▶ Что требуется: Пожалуйста, ответьте по приведенному ниже отрывку об английском предромантизме: когда вышло второе издание трактата Бёрка «О возвышенном и прекрасном»?

▶ Отрывок источника:
>>>>>

Уортон нигде не говорит, о каких категориях и жестких схемах идет речь. Но до и после этого обширного пассажа он разъясняет собственный метод: «Рассматривать историю нашей поэзии я решил в хронологическом порядке, не разбивая материал на отдельные статьи ни по периодическому принципу, ни под заголовками общего характера»20. Далее он еще раз разъясняет: «Метод, использованный мною, кажется мне предпочтительнее всех остальных по крайней мере в одном. В предлагаемом виде моя книга рисует постепенное, без перерывов, развитие нашей поэзии, и одновременно таким же образом демонстрирует развитие нашего языка»21. Уортон отказался от расположения материала в соответствии с некими неназванными категориями. Но нетрудно предположить, зная эстетику А. Поупа, что это основные категории классицистической просветительской эстетики: разум, вкус, образец. Им Уортон противопоставляет историзм, тем самым на десять лет опередив великого немецкого мыслителя Иоганна Готфрида Гер-дера, чей труд «Идеи к философии истории человечества» (4 т., 1784-1791) составил целую эпоху, утвердив в сознании европейцев принцип историзма в подходе к явлениям мировой культуры. Гердер отказался от представления об эстетическом идеале как универсальном, едином и с наибольшей полнотой осуществленном в античном искусстве, считая, что каждый народ и каждая эпоха создают отвечающие им идеалы, которые, таким образом, оказываются равноправными22.
Другим крупнейшим теоретиком предромантизма в Англии стал философ
Эдмунд Бёрк (1729-1797). В историю предромантизма Бёрк вошел трактатом «О возвышенном и прекрасном». Полное название трактата — «Философское исследование о происхождении наших идей возвышенного и прекрасного». Его первое издание вышло в апреле 1757 года23. Автору к этому времени исполнилось всего 28 лет. В январе 1759 года вышло второе издание, в которое Бёрк включил эссе «О вкусе». В этом виде книга в течение 30 лет была переиздана 10 раз, «...так что ее смело можно назвать одним из бестселлеров второй половины XVIII века»24. С трактатом были хорошо знакомы не только в Англии (где его внимательными читателями были С. Джонсон, Г. Хоум, Т. Рид, Д. Битти и др.), но и за ее пределами. Так, на Бёрка ссылался Д. Дидро (в «Салонах»). Г. Э. Лессинг предполагал перевести трактат на немецкий язык, в своем «Лаокооне» он опирался на некоторые идеи Бёрка. И. Г. Гердер содействовал переводу трактата на немецкий язык (осуществлен Гарве в 1773 году в Риге). Пользовавшийся этим переводом И. Кант в своей основной эстетической работе «Критика способности суждения» (1790) назвал Бёрка «самым значительным исследователем»25 эмпирического («физиологического») направления.

<<<<<

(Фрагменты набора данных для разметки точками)
>>>>>

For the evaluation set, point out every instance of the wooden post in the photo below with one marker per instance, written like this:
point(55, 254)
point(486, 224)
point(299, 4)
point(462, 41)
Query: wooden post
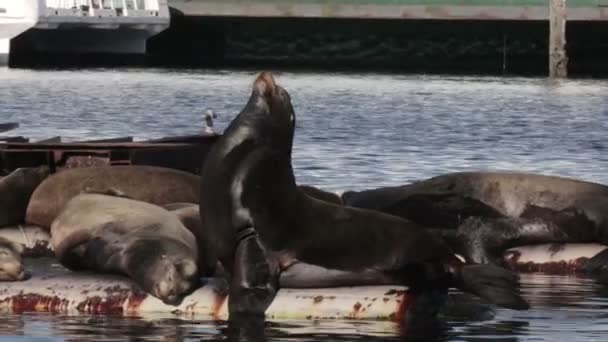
point(558, 59)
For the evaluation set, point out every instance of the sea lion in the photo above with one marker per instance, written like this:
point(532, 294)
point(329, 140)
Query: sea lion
point(320, 194)
point(188, 214)
point(118, 235)
point(564, 259)
point(11, 265)
point(152, 184)
point(15, 191)
point(34, 241)
point(494, 211)
point(261, 223)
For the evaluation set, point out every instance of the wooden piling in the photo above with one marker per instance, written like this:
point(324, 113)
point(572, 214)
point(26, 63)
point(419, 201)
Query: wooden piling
point(558, 59)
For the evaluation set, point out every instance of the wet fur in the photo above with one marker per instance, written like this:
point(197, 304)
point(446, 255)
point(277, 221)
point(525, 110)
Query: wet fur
point(15, 192)
point(151, 184)
point(111, 234)
point(493, 211)
point(258, 209)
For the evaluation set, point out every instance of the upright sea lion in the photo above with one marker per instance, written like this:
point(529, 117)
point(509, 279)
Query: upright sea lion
point(152, 184)
point(261, 223)
point(15, 192)
point(11, 265)
point(123, 236)
point(494, 211)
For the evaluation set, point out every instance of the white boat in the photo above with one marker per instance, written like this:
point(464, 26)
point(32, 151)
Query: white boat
point(16, 16)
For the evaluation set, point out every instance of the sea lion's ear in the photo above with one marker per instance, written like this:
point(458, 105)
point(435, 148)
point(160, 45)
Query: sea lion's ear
point(264, 84)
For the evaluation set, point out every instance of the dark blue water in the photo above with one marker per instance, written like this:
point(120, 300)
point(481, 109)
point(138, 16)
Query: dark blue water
point(354, 131)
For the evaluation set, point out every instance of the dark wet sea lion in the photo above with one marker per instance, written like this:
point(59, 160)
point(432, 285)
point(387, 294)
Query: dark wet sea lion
point(494, 211)
point(189, 215)
point(150, 184)
point(15, 192)
point(34, 241)
point(117, 235)
point(260, 222)
point(11, 265)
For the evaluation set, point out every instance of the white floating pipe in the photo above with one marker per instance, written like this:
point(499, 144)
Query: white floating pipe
point(56, 290)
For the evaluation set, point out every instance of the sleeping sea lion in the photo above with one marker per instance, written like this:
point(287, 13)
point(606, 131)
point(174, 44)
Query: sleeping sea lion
point(118, 235)
point(494, 211)
point(11, 265)
point(260, 223)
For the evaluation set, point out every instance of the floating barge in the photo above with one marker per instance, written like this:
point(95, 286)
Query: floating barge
point(184, 153)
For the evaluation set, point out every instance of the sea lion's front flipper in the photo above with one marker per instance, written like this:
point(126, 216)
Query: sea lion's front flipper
point(254, 280)
point(303, 275)
point(597, 267)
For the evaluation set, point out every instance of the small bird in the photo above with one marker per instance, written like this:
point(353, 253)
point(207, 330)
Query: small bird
point(208, 128)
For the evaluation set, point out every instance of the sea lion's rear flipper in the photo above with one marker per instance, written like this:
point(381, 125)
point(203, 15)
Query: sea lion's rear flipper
point(495, 284)
point(254, 280)
point(108, 192)
point(597, 267)
point(302, 275)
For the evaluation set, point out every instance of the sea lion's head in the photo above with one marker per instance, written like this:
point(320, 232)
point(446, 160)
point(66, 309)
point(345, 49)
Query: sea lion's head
point(11, 265)
point(271, 105)
point(165, 269)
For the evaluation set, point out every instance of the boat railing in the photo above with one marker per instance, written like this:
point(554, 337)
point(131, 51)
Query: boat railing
point(103, 8)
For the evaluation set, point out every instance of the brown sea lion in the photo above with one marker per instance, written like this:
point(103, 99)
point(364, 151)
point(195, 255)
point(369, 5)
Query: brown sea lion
point(494, 211)
point(11, 265)
point(260, 222)
point(15, 191)
point(118, 235)
point(150, 184)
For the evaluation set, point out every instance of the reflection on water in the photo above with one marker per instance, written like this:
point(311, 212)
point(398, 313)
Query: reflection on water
point(563, 309)
point(354, 131)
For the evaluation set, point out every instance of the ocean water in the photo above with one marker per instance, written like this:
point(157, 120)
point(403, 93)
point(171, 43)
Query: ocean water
point(354, 131)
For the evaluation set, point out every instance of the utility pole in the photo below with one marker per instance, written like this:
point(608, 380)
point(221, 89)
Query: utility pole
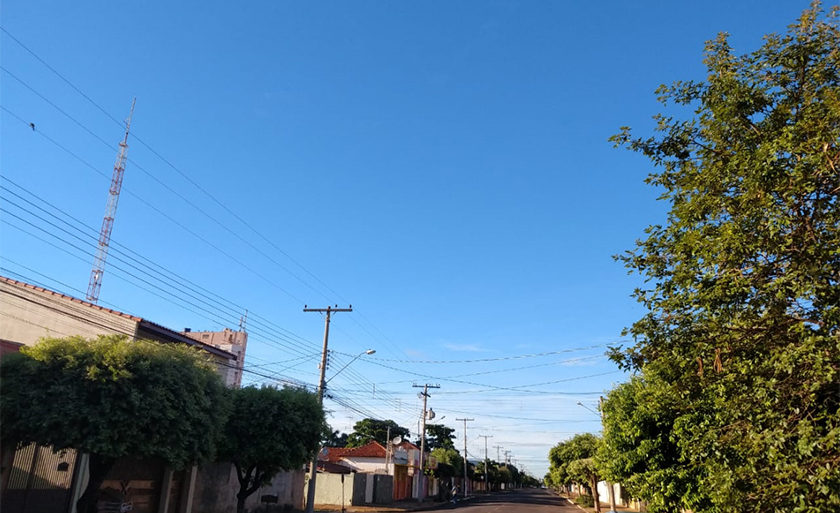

<<<<<

▶ Ответ: В январе 1759 года.